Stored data

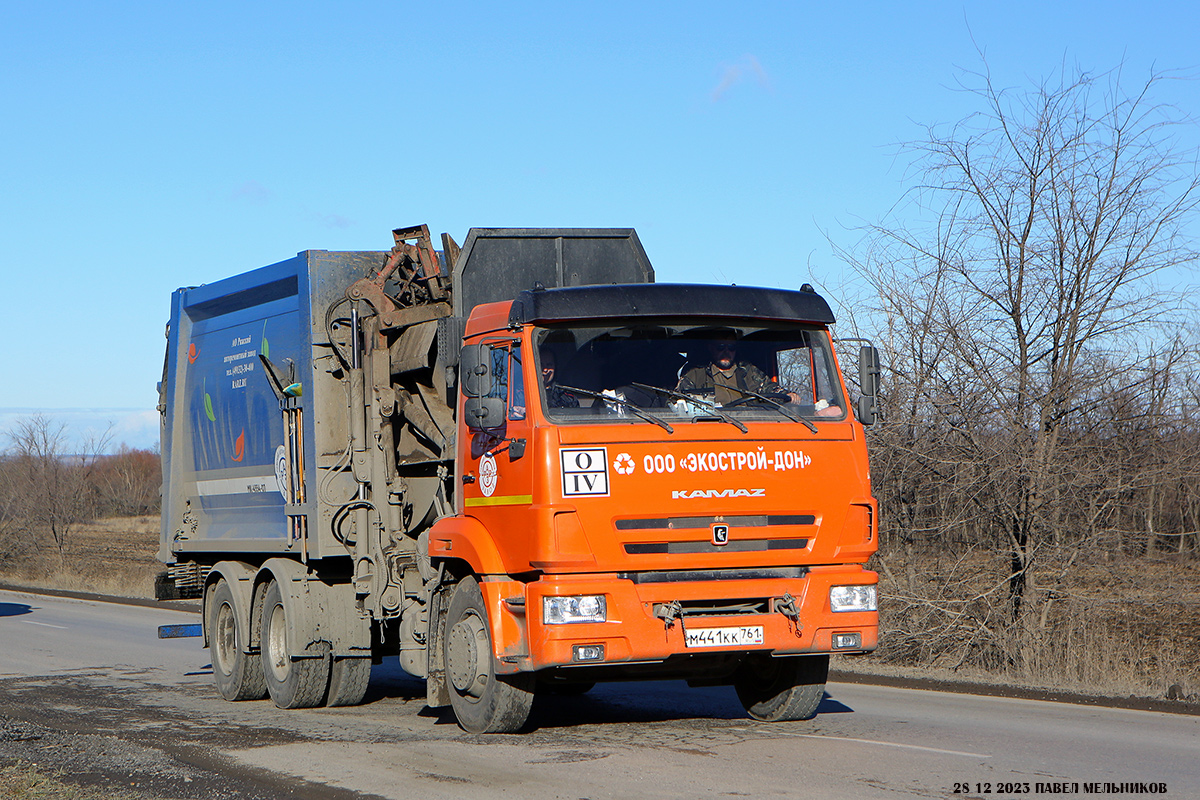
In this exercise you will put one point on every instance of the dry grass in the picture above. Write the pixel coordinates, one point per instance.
(27, 781)
(112, 557)
(1102, 626)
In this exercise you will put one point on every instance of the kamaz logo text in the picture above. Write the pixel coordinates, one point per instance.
(717, 493)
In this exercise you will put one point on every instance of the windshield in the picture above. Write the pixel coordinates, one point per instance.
(687, 372)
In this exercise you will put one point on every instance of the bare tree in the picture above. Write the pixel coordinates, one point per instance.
(49, 486)
(1027, 301)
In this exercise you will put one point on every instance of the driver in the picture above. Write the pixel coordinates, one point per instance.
(725, 374)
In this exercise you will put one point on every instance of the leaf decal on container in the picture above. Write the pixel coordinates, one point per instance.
(208, 402)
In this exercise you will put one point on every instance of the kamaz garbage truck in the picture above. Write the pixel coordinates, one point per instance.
(519, 465)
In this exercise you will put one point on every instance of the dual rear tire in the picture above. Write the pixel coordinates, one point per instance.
(291, 683)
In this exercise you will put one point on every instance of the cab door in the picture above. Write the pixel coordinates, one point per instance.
(498, 486)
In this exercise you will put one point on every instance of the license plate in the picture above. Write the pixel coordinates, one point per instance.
(723, 637)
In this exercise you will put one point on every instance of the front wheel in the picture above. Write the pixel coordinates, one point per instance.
(781, 690)
(483, 701)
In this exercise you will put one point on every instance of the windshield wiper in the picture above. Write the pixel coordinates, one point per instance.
(747, 395)
(633, 407)
(690, 398)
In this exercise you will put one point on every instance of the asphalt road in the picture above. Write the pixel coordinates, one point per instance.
(88, 689)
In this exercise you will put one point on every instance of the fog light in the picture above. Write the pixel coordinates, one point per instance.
(567, 611)
(587, 653)
(847, 642)
(852, 599)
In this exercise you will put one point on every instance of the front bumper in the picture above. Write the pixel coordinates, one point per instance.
(633, 633)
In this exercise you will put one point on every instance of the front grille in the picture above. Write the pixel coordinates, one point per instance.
(691, 608)
(685, 523)
(736, 546)
(685, 576)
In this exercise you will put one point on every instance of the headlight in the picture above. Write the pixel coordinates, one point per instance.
(852, 599)
(564, 611)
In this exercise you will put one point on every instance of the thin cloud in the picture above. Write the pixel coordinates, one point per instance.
(744, 68)
(334, 221)
(252, 192)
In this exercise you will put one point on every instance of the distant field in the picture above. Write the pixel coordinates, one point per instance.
(113, 557)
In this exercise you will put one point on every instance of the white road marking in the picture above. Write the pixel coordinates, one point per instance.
(886, 744)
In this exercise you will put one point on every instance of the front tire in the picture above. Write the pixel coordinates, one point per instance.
(781, 690)
(292, 683)
(238, 674)
(483, 702)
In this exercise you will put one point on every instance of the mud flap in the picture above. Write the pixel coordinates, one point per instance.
(437, 693)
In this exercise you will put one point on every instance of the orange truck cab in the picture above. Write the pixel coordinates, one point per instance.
(623, 521)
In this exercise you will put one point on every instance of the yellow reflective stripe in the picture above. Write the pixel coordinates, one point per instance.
(509, 500)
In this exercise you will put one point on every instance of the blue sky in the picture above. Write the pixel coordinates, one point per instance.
(153, 145)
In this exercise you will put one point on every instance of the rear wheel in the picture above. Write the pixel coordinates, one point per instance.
(238, 674)
(483, 701)
(292, 683)
(781, 690)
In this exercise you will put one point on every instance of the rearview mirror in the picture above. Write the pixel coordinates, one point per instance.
(484, 413)
(869, 383)
(475, 362)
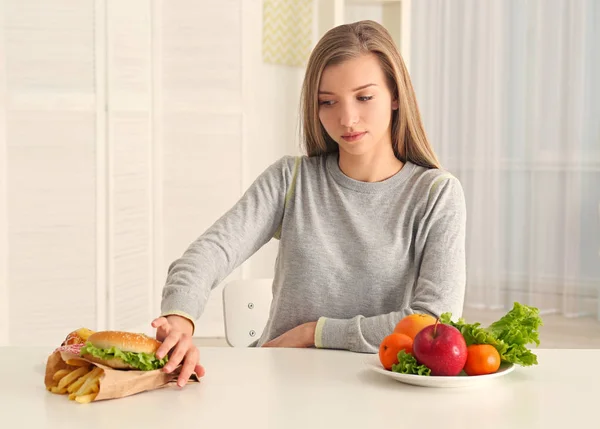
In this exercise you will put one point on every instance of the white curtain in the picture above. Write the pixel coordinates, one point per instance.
(510, 96)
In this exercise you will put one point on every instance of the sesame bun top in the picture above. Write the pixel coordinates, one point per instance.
(124, 341)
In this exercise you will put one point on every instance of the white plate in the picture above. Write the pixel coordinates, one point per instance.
(461, 380)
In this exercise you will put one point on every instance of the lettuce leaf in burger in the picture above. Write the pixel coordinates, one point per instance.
(123, 350)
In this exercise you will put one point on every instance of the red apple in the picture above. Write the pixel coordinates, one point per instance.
(441, 348)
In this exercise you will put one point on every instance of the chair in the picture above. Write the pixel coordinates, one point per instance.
(246, 305)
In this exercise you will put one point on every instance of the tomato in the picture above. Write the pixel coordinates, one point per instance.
(482, 359)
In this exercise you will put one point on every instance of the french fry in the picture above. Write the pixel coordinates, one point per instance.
(85, 399)
(60, 374)
(71, 377)
(55, 389)
(93, 378)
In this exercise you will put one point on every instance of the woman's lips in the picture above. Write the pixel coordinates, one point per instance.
(351, 137)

**Directions for this task:** Quote only the lines from the line containing "of the french" through the end of the entries, keeping the first and the last.

**Task response:**
In this exercise you will put one point on every instance of the french fry in the picture above. Write the pixel coordinates, one point per instance.
(85, 399)
(60, 374)
(71, 377)
(55, 389)
(93, 378)
In this exercise you will put one point on every instance of the woman's lips in the picture above. Write the pixel coordinates, one point per instance.
(351, 137)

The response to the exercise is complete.